## [SELECTION]
Trends for Automotive Finance Sectors

  • Services: Meeting customer demands and offering a unique customer experience are essential factors for the successful launch of digital mobility services. It will be the finance department’s role to provide the customer insights that will enable the company to better understand the market and improve its service offerings. This is essentially an extension of the steering model to include the management of new business model performance.
  • Processes: Finance can develop, introduce and support the standardized processes needed to give customers direct access to the service portfolio and ensure the proper management of back-office finance tasks like billing and payment.
  • Governance: Finance ensures the efficient and effective management of partner relationships (e.g., with payment processors) and acts as the steward of internal and external data related to digital customer services.
  • Data: Finance ensures compliance with general data protection rules as well as the development of consistent information models and tools.

The telecommunications industry pioneered digital services – a role model for automotive companies

About a decade ago, the telecommunications industry faced the challenge of introducing digital services. So, rather than reinventing the wheel, automotive companies can draw on the telecommunications industry’s experience in order to leverage and adapt that knowledge for their own purposes.

As part of their evolution into a digital services provider, telecommunications companies needed their finance departments to adopt a customer-centric approach across the entire customer lifecycle. This allowed them to give the steering management team the information they needed and to continuously improve their service offerings. The evolution of the traditional business model is a factor in the automotive sector as well, with OEMs and suppliers engaging in direct contact and interaction with the end customer for the first time. This requires a dramatic shift in business steering and management. In particular, as it applies to financial control and reporting capabilities, finance departments must adapt their approach to the challenges presented by new digital services.

A shift in focus from a product-oriented to a customer-centric business model forces finance to collect and harmonize customer data, define new KPIs and develop flexible reporting solutions. To use an example from the telecommunications sector, customer lifetime value (CLV) has emerged over time as one of the key financial KPIs. CLV represents the value of each customer over the entire relationship with the company by discounting future cash flow predictions. Based on this data, Finance can perform detailed analyses of customer segments to provide customer-driven insights and to support the development of optimized pricing models. The automotive industry can build on the pricing structures and strategies for subscription models as well as the methods of service bundling and rewards for customer loyalty that have been developed in the telecommunications sector.

## [STATED PROBLEM 1]
In the passage on automotive finance, how is customer lifetime value determined?
## [STATED PROBLEM 2]
Reproduce the passage on automotive finance verbatim, between "As part of their" and "new digital services.", inclusive.
The material that comes next is separate from the passage on automotive finance.

## [SUPPLIED MATERIAL]
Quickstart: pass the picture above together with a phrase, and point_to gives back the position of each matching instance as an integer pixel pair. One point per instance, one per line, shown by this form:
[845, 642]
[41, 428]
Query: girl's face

## [TASK SOLUTION 1]
It is determined by discounting future cash flow predictions over the customer's entire relationship with the company.

## [TASK SOLUTION 2]
As part of their evolution into a digital services provider, telecommunications companies needed their finance departments to adopt a customer-centric approach across the entire customer lifecycle. This allowed them to give the steering management team the information they needed and to continuously improve their service offerings. The evolution of the traditional business model is a factor in the automotive sector as well, with OEMs and suppliers engaging in direct contact and interaction with the end customer for the first time. This requires a dramatic shift in business steering and management. In particular, as it applies to financial control and reporting capabilities, finance departments must adapt their approach to the challenges presented by new digital services.